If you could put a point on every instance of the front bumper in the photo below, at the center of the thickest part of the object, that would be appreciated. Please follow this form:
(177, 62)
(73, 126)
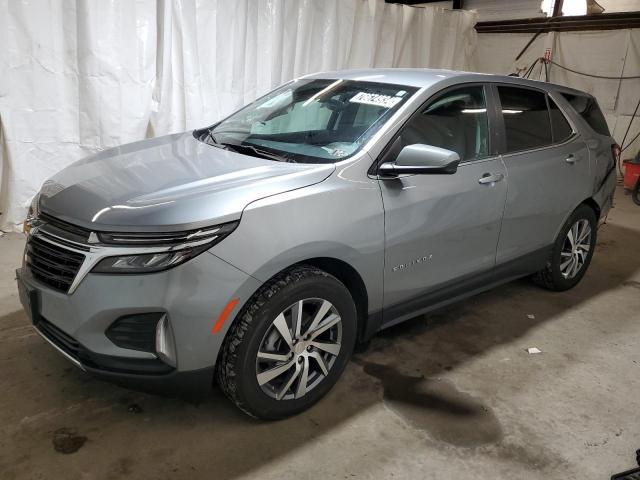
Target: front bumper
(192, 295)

━━━

*WORK TO DO:*
Rewrite the listing with every "front bumper" changed to "rear bumper", keeping everything else the same, and omit the picture from your output.

*OUTPUT:*
If you could put a point on every instance of the rear bumper in the photo below, at the center of the thickest part of the object, that would be appreciated. Please follow this form:
(177, 62)
(73, 126)
Target: rear bumper
(192, 295)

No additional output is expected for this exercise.